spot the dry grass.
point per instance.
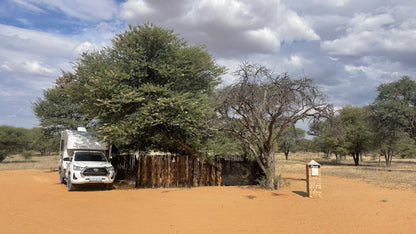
(401, 174)
(17, 162)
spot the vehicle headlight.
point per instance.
(110, 169)
(77, 168)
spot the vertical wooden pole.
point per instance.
(138, 173)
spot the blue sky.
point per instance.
(348, 47)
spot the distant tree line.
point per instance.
(25, 141)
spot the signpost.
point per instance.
(313, 179)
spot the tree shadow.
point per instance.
(297, 179)
(300, 193)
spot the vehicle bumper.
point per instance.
(79, 178)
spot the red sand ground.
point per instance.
(32, 201)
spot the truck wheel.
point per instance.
(109, 186)
(61, 177)
(69, 185)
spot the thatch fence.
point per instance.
(175, 171)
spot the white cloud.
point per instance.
(227, 27)
(28, 67)
(92, 10)
(131, 9)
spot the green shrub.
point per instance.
(3, 155)
(28, 154)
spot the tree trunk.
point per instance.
(337, 158)
(388, 157)
(356, 157)
(270, 171)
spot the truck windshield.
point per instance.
(88, 156)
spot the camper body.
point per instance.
(83, 161)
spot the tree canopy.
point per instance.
(149, 88)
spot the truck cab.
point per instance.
(83, 160)
(89, 167)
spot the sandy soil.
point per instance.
(32, 201)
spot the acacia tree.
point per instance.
(261, 105)
(394, 116)
(149, 89)
(57, 111)
(289, 139)
(357, 131)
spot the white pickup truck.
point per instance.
(83, 161)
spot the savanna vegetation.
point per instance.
(152, 90)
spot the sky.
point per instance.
(348, 47)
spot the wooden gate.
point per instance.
(175, 171)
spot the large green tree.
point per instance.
(289, 140)
(13, 140)
(357, 131)
(394, 116)
(149, 89)
(57, 111)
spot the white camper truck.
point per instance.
(83, 161)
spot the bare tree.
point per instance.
(261, 105)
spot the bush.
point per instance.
(28, 154)
(3, 155)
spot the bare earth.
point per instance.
(32, 201)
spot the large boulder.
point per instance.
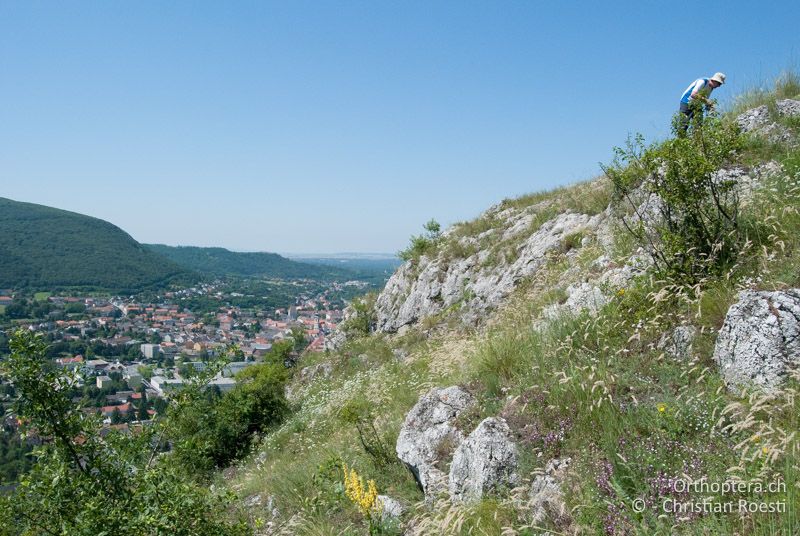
(429, 433)
(760, 340)
(485, 460)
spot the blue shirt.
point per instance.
(701, 86)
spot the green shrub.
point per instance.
(422, 244)
(83, 483)
(693, 230)
(209, 431)
(362, 322)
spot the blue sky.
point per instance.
(343, 126)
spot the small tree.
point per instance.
(83, 483)
(424, 243)
(684, 213)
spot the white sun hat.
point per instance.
(719, 77)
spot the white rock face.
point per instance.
(485, 460)
(428, 429)
(758, 121)
(760, 340)
(323, 370)
(416, 292)
(546, 497)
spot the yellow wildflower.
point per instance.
(364, 497)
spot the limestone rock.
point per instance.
(546, 497)
(754, 119)
(760, 340)
(425, 287)
(758, 121)
(485, 460)
(788, 107)
(429, 429)
(390, 508)
(321, 370)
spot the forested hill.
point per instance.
(220, 261)
(44, 247)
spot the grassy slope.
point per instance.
(220, 261)
(44, 247)
(595, 389)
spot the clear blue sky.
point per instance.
(343, 126)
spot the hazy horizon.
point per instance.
(330, 127)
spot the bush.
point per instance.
(691, 226)
(83, 483)
(362, 321)
(422, 244)
(211, 431)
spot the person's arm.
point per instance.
(699, 96)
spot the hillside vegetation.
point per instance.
(582, 353)
(617, 357)
(46, 248)
(220, 261)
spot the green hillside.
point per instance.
(220, 261)
(44, 247)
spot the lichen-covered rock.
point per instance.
(580, 297)
(788, 107)
(754, 119)
(758, 121)
(320, 370)
(429, 431)
(427, 286)
(389, 508)
(760, 340)
(546, 496)
(335, 340)
(484, 461)
(678, 342)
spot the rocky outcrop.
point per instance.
(429, 433)
(759, 121)
(389, 508)
(580, 297)
(423, 288)
(759, 343)
(546, 496)
(485, 460)
(320, 370)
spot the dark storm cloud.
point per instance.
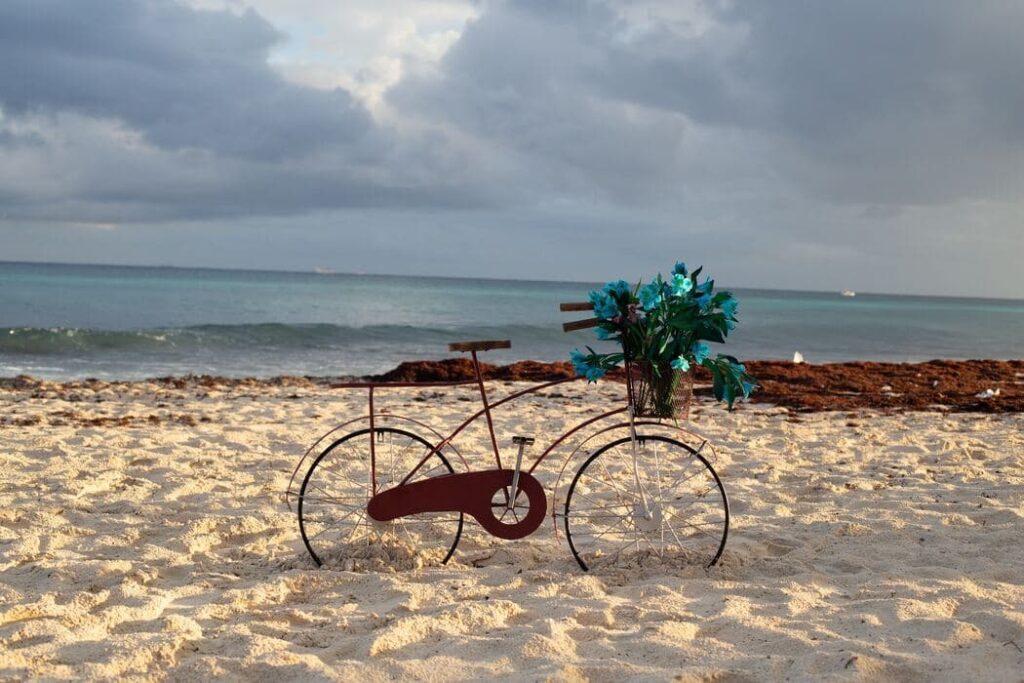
(802, 138)
(184, 78)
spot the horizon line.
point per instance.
(313, 271)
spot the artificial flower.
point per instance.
(681, 285)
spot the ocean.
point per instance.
(73, 322)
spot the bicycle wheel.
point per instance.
(671, 505)
(332, 504)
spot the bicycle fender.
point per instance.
(469, 493)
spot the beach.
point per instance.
(144, 536)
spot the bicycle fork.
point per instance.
(636, 467)
(522, 442)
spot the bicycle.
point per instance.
(642, 488)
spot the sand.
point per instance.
(143, 536)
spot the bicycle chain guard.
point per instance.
(469, 493)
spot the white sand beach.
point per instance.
(154, 544)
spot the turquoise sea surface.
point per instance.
(67, 322)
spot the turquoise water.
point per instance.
(110, 322)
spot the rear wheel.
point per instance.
(332, 505)
(668, 503)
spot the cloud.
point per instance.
(792, 141)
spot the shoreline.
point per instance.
(143, 535)
(941, 386)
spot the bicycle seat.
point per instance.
(479, 346)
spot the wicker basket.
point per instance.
(667, 394)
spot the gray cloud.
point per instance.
(186, 79)
(792, 141)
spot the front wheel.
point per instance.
(332, 503)
(653, 497)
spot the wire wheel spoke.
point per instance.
(667, 503)
(332, 503)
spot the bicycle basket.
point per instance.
(666, 393)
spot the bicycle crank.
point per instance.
(469, 493)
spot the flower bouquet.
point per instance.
(663, 328)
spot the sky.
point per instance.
(868, 144)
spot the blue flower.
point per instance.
(681, 285)
(579, 359)
(700, 352)
(650, 296)
(617, 288)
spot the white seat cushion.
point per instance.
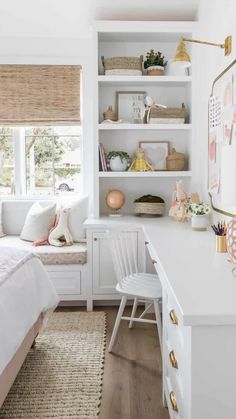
(50, 255)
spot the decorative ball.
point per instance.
(115, 199)
(231, 240)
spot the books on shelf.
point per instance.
(103, 166)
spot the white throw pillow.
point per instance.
(1, 226)
(77, 215)
(39, 220)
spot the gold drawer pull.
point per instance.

== == ==

> **WHAT IS BEING ASKED**
Produce a verbatim transcription of every line in the listing, images omitted.

> **TASK RESPONSE**
spot the dry grass.
point per instance.
(401, 174)
(17, 162)
spot the vehicle headlight.
point per instance.
(110, 169)
(77, 168)
spot the vertical wooden pole.
point per instance.
(138, 173)
spot the blue sky.
point per instance.
(348, 47)
spot the distant tree line.
point per instance.
(25, 141)
spot the signpost.
point per instance.
(313, 179)
spot the tree shadow.
point per instance.
(297, 179)
(300, 193)
spot the vehicle bumper.
point per instance.
(79, 178)
spot the red sand ground.
point per instance.
(32, 201)
spot the truck wheel.
point per instance.
(109, 186)
(61, 177)
(69, 185)
spot the thatch fence.
point per instance.
(175, 171)
spot the white cloud.
point per instance.
(227, 27)
(28, 67)
(92, 10)
(131, 9)
spot the green shrub.
point per instance.
(3, 155)
(28, 154)
spot the tree trunk.
point per instance.
(337, 158)
(388, 157)
(356, 157)
(270, 171)
spot the truck windshield.
point per instance.
(88, 156)
spot the camper body.
point per instance.
(83, 161)
spot the tree canopy.
point per instance.
(149, 88)
spot the truck cab.
point per instance.
(83, 160)
(89, 167)
spot the sandy soil.
point per instance.
(32, 201)
spot the acacia tree.
point per instance.
(261, 105)
(394, 116)
(149, 89)
(57, 111)
(289, 139)
(357, 131)
spot the white pickup truck.
point per instance.
(83, 161)
spot the savanna vegetation.
point per instance.
(152, 90)
spot the sky.
point per instance.
(348, 47)
spot the wooden gate.
point per instance.
(175, 171)
spot the large green tree.
point per instance.
(289, 140)
(13, 140)
(357, 131)
(394, 116)
(149, 89)
(57, 111)
spot the white camper truck.
point per instance.
(83, 161)
spot the bare tree.
point per instance.
(261, 105)
spot the bush.
point per instance.
(28, 154)
(3, 155)
spot the bare earth.
point per instance.
(32, 201)
spot the large boulder.
point per instance.
(429, 433)
(760, 340)
(485, 460)
spot the blue shirt.
point per instance.
(701, 86)
spot the green shrub.
point per instance.
(422, 244)
(83, 483)
(693, 230)
(209, 431)
(362, 322)
spot the blue sky.
point per instance.
(343, 126)
spot the small tree.
point per instance.
(83, 483)
(424, 243)
(684, 213)
spot the white sun hat.
point per instance.
(719, 77)
spot the white rock face.
point per instance.
(485, 460)
(428, 429)
(758, 121)
(760, 340)
(323, 370)
(416, 292)
(546, 497)
spot the yellow wildflower.
point per instance.
(364, 497)
spot the limestone rock.
point per instance.
(546, 497)
(754, 119)
(760, 340)
(425, 287)
(758, 121)
(485, 460)
(788, 107)
(429, 429)
(390, 508)
(321, 370)
spot the forested hill.
point per instance.
(220, 261)
(44, 247)
spot the grassy slope.
point per instance.
(220, 261)
(44, 247)
(595, 389)
spot the clear blue sky.
point per instance.
(343, 126)
spot the hazy horizon.
point per instance.
(330, 127)
spot the bush.
point per instance.
(691, 226)
(83, 483)
(362, 321)
(422, 244)
(211, 431)
spot the person's arm.
point per instance.
(699, 96)
spot the hillside vegetation.
point per instance.
(582, 353)
(617, 357)
(46, 248)
(220, 261)
spot the green hillside.
point per instance.
(220, 261)
(44, 247)
spot the lichen-covered rock.
point per instance.
(580, 297)
(788, 107)
(754, 119)
(758, 121)
(320, 370)
(429, 431)
(427, 286)
(389, 508)
(760, 340)
(546, 496)
(335, 340)
(484, 461)
(678, 342)
spot the rocky outcrop.
point per instance.
(429, 433)
(759, 121)
(389, 508)
(580, 297)
(423, 288)
(759, 343)
(546, 496)
(485, 460)
(320, 370)
spot the dark storm cloud.
point per instance.
(802, 138)
(184, 78)
spot the horizon line.
point per instance.
(313, 271)
spot the artificial flower.
point per instance.
(681, 285)
spot the ocean.
point per instance.
(73, 322)
spot the bicycle wheel.
point per instance.
(671, 505)
(332, 504)
spot the bicycle fender.
point per instance.
(469, 493)
spot the beach.
point per instance.
(144, 536)
spot the bicycle fork.
point per instance.
(636, 467)
(522, 442)
spot the bicycle.
point per instance.
(642, 488)
spot the sand.
point per instance.
(143, 536)
spot the bicycle chain guard.
point per instance.
(469, 493)
spot the white sand beach.
point per instance.
(154, 544)
spot the turquoise sea surface.
point per instance.
(67, 322)
spot the turquoise water.
point per instance.
(110, 322)
spot the rear wheel.
point per instance.
(332, 505)
(668, 503)
spot the cloud.
point per instance.
(792, 141)
spot the shoreline.
point per instance.
(143, 535)
(941, 386)
spot the bicycle seat.
point per instance.
(479, 346)
spot the wicker basket.
point per instance.
(667, 394)
spot the gray cloud.
point per instance.
(186, 79)
(792, 141)
spot the front wheel.
point per instance.
(332, 503)
(653, 497)
spot the wire wheel spoke.
point per instance.
(667, 503)
(332, 503)
spot the bicycle basket.
point per instance.
(666, 393)
spot the bicycle crank.
point per instance.
(469, 493)
spot the flower bouquet.
point per instance.
(663, 328)
spot the sky.
point per instance.
(868, 144)
spot the blue flower.
point per instance.
(681, 285)
(579, 359)
(700, 352)
(650, 296)
(617, 288)
spot the white seat cushion.
point per instance.
(50, 255)
spot the decorative ball.
point per instance.
(115, 199)
(231, 240)
spot the books on shelf.
point per instance.
(103, 166)
spot the white throw pillow.
point per instance.
(1, 226)
(77, 215)
(39, 220)
spot the gold drawer pull.
point per instance.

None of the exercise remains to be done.